--- Begin ---
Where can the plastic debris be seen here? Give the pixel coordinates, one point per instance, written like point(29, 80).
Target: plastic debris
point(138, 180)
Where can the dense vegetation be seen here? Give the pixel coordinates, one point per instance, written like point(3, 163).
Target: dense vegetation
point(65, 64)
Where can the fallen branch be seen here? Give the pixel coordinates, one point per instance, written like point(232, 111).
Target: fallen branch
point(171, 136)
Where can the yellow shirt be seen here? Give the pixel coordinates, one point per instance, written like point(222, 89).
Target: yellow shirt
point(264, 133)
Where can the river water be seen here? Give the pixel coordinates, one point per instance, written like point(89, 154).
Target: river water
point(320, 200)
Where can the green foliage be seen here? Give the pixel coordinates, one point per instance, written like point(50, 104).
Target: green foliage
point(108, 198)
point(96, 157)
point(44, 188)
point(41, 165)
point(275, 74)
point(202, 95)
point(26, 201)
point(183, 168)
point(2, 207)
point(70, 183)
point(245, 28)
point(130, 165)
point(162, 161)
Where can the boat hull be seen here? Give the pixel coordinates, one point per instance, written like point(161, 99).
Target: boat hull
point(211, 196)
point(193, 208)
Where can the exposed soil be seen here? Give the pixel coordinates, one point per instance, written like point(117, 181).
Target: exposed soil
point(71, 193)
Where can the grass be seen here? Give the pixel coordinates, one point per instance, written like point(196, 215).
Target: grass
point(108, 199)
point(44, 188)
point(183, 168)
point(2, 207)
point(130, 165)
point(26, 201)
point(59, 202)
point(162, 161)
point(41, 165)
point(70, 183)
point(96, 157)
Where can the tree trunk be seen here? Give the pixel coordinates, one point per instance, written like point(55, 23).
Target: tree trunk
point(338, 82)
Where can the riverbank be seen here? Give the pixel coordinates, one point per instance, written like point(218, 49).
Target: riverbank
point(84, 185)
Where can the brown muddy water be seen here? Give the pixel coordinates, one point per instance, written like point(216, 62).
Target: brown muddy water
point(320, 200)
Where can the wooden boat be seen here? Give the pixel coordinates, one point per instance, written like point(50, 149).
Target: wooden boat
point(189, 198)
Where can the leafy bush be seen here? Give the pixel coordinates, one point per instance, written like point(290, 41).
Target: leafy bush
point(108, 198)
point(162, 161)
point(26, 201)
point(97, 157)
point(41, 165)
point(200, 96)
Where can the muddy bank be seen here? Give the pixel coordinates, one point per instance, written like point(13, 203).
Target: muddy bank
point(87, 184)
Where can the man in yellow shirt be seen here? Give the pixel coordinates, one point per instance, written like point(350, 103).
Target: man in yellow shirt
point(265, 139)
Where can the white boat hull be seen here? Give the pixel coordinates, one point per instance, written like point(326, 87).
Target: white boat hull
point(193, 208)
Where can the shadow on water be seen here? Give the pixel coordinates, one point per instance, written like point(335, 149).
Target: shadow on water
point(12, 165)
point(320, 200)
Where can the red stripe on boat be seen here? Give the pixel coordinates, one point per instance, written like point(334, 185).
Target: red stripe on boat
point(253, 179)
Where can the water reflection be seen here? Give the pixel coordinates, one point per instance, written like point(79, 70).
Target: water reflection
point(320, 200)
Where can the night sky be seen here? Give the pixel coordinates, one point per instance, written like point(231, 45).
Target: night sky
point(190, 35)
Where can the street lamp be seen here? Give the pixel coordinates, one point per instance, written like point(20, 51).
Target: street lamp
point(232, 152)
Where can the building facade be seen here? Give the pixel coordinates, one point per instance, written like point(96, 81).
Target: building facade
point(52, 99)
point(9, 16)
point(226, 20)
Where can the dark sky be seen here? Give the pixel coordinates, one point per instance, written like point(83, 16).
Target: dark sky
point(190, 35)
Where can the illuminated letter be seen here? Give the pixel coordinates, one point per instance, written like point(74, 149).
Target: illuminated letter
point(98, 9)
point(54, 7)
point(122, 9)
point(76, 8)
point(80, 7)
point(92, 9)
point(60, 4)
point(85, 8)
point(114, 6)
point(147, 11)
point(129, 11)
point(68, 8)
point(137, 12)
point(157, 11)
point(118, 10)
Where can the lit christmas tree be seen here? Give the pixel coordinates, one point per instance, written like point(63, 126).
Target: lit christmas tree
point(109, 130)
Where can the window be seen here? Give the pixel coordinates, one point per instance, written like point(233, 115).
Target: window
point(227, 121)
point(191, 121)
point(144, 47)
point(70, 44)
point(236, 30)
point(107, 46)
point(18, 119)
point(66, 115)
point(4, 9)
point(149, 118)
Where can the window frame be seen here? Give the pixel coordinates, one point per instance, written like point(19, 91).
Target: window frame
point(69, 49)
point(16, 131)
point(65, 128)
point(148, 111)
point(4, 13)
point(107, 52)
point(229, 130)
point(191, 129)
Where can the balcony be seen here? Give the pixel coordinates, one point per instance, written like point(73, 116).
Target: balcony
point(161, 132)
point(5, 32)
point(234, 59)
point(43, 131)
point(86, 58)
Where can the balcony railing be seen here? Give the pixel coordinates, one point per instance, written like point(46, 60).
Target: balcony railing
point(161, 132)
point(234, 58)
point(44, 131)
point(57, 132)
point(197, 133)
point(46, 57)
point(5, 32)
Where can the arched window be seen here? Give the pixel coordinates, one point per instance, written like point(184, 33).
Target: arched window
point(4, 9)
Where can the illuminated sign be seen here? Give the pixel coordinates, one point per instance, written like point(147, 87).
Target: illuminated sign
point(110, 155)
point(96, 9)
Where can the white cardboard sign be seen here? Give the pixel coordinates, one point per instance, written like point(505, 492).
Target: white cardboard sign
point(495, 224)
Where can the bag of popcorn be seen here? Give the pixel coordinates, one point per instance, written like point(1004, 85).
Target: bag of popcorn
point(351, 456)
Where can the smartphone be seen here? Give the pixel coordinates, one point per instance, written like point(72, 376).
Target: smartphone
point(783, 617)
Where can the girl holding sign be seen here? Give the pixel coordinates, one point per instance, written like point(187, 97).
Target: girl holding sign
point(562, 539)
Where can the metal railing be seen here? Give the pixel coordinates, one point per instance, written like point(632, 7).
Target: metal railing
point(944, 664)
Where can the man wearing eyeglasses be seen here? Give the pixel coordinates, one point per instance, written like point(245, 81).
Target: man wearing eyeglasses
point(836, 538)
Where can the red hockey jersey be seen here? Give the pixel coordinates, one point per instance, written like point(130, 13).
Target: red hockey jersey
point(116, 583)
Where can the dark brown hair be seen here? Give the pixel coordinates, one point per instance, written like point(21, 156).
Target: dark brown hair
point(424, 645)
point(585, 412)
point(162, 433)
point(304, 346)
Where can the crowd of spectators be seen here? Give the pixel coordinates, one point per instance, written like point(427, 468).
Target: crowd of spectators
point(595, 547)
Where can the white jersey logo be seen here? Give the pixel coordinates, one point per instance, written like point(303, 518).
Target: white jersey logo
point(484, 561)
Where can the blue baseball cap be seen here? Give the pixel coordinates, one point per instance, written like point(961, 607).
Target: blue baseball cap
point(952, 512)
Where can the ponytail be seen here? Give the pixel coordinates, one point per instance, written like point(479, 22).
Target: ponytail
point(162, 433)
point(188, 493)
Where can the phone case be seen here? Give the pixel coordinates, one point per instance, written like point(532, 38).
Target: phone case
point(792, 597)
--- End ---
#### [Stated task]
Update the material above so that every "pixel coordinates" becomes "image coordinates", with nothing else changed.

#### [Final result]
Where can the plastic debris be seen here? Give the image coordinates, one point per instance, written like point(29, 80).
Target: plastic debris
point(138, 180)
Where can the dense vegetation be seen here? Give the image coordinates, one point per instance, written like point(3, 163).
Target: dense vegetation
point(65, 64)
Where can the fallen branch be seen here? Give the image coordinates, one point per instance, written like point(232, 111).
Target: fallen branch
point(171, 136)
Where can the yellow shirt be seen here? Give the image coordinates, one point per instance, written like point(222, 89).
Target: yellow shirt
point(264, 133)
Where can the river water be seen here? Give the image coordinates, one point per instance, written like point(89, 154).
Target: river water
point(320, 200)
Where can the green foliage be seen here? Give the image coordinates, one point per instance, written like point(50, 104).
Target: green foliage
point(108, 198)
point(96, 157)
point(44, 188)
point(41, 165)
point(275, 74)
point(202, 95)
point(26, 201)
point(183, 168)
point(2, 207)
point(70, 183)
point(245, 28)
point(130, 165)
point(162, 161)
Where can the boat hull be seen here? Give the image coordinates, one point per instance, written like point(161, 99).
Target: boat hull
point(211, 196)
point(193, 208)
Where can the exposed soil be seen here? Give the image coordinates, one point per instance, written like point(117, 181).
Target: exposed soil
point(71, 193)
Where can the grass be seen here? Give the image coordinates, one point per instance, written like point(196, 215).
Target: grass
point(108, 199)
point(44, 188)
point(183, 168)
point(2, 207)
point(130, 165)
point(26, 201)
point(59, 202)
point(162, 161)
point(41, 165)
point(70, 183)
point(96, 157)
Where can the tree trunk be seen here? Give the image coordinates, one point per instance, written like point(55, 23).
Target: tree trunk
point(338, 82)
Where can the riverbank be seen here? Give the image coordinates, one point per instance, written like point(218, 49).
Target: riverbank
point(84, 185)
Where can the brown muddy water be seen here? Give the image coordinates, one point per instance, written like point(216, 62).
Target: brown muddy water
point(320, 200)
Where can the wooden boat be seen here? Give the image coordinates, one point per instance, written like point(50, 149).
Target: wooden boat
point(189, 198)
Where can the leafy bush be seen here? Give the image coordinates, one point per instance, written like point(290, 41).
Target: leafy bush
point(108, 198)
point(162, 161)
point(26, 201)
point(97, 157)
point(41, 165)
point(200, 96)
Where can the muddy bank be seen here? Give the image coordinates, one point per instance, written like point(13, 203).
Target: muddy bank
point(87, 184)
Where can the man in yellow shirt be seen here? Give the image coordinates, one point per instance, written like point(350, 103).
Target: man in yellow shirt
point(265, 139)
Where can the white boat hull be seen here? Give the image coordinates, one point per instance, written like point(326, 87).
Target: white boat hull
point(193, 208)
Where can the shadow on water be seen here? Give the image coordinates, one point per instance, written like point(335, 149).
Target: shadow on water
point(12, 165)
point(320, 200)
Where can the red stripe on boat be seen here? Give the image coordinates, one point per instance, written like point(334, 185).
Target: red stripe on boat
point(253, 179)
Where can the water reflection be seen here? Give the image coordinates, one point per instance, written like point(79, 70).
Target: water reflection
point(320, 200)
Where can the night sky be seen here? Give the image coordinates, one point per instance, written like point(231, 45).
Target: night sky
point(190, 35)
Where can the street lamp be seen here? Give the image coordinates, one point per instance, written like point(20, 51).
Target: street lamp
point(232, 152)
Where can the building facade be seen here? Give the image coordinates, one point per instance, written like point(96, 81).
Target: building facade
point(52, 99)
point(9, 16)
point(226, 20)
Where can the dark sky be seen here? Give the image coordinates, one point per instance, written like point(83, 16).
Target: dark sky
point(190, 35)
Where can the illuminated letter be seen here? Give the image coordinates, one point per instance, written like point(74, 149).
Target: illuminated letter
point(98, 9)
point(54, 7)
point(122, 9)
point(76, 8)
point(80, 7)
point(92, 9)
point(60, 4)
point(85, 8)
point(114, 6)
point(147, 11)
point(129, 11)
point(68, 8)
point(137, 12)
point(157, 11)
point(118, 10)
Where can the lit christmas tree be seen here? Give the image coordinates, one point per instance, written like point(63, 126).
Target: lit christmas tree
point(109, 130)
Where can the window be seen here? Give the image coordinates, one point per instance, written like point(233, 115).
Target: window
point(227, 121)
point(191, 121)
point(144, 47)
point(70, 44)
point(236, 30)
point(107, 46)
point(18, 119)
point(66, 115)
point(4, 9)
point(149, 118)
Where can the window frame be seen here? Give the image coordinates, one point per instance, written like point(19, 91).
Target: window frame
point(69, 49)
point(16, 131)
point(65, 128)
point(148, 111)
point(4, 13)
point(107, 52)
point(229, 130)
point(191, 129)
Where can the balcony be seen here? Give the image coordinates, one point per instance, written like point(73, 116).
Target: balcony
point(161, 132)
point(5, 32)
point(234, 59)
point(43, 131)
point(86, 58)
Where can the balcony railing be seen here? Give the image coordinates, one point per instance, written like point(46, 60).
Target: balcony railing
point(161, 132)
point(234, 58)
point(44, 131)
point(57, 132)
point(197, 133)
point(46, 57)
point(5, 32)
Where can the arched window be seen here? Give the image coordinates, one point per instance, written like point(184, 33).
Target: arched window
point(4, 9)
Where can the illuminated sign be seen here? Give the image coordinates, one point per instance, written like point(147, 87).
Target: illuminated sign
point(110, 155)
point(96, 9)
Where can the white cardboard sign be seen here? Give the image coordinates, one point per instance, written like point(505, 492).
Target: white cardboard sign
point(495, 224)
Where can the bag of popcorn be seen here? Give the image coordinates, one point per instance, written like point(1004, 85).
Target: bag of popcorn
point(351, 456)
Where can the smartphone be seen here? Give the image coordinates, one point per instance, written like point(72, 376).
Target: smartphone
point(783, 617)
Where can the girl holding sign be seen here? Give the image coordinates, one point per instance, written like point(187, 97).
Target: girl holding sign
point(562, 539)
Where can the metal railing be seen here? Give the image coordinates, one point per instance, written like point(632, 7).
Target: metal railing
point(944, 664)
Where can the man wearing eyeglasses be seen here? Give the image coordinates, one point per instance, written like point(245, 81).
Target: man wearing eyeglasses
point(836, 538)
Where can the red hockey jersey be seen here? Give the image coordinates, one point per instance, written like point(130, 13).
Target: red hockey jersey
point(116, 583)
Where can the dark brown hair be seen here? Give the image coordinates, one point per instance, written like point(21, 156).
Target: dark brown hair
point(424, 645)
point(585, 412)
point(162, 433)
point(304, 346)
Where can the crowd of spectators be seen here? Give the image coordinates, one point per instance, written like point(427, 468).
Target: crowd of spectators
point(595, 547)
Where can the white jersey logo be seen here? Give the image coordinates, one point per instance, written like point(303, 518).
Target: white jersey logo
point(484, 561)
Where can the blue baseball cap be seen here? Give the image coordinates, one point per instance, written like point(961, 607).
Target: blue baseball cap
point(952, 512)
Where can the ponytail be seen here? Give the image coordinates, one point per instance, written like point(479, 22).
Target: ponytail
point(162, 433)
point(188, 493)
Where can the phone case be seen here? Give the image coordinates, one point per instance, written like point(532, 38).
Target: phone case
point(792, 597)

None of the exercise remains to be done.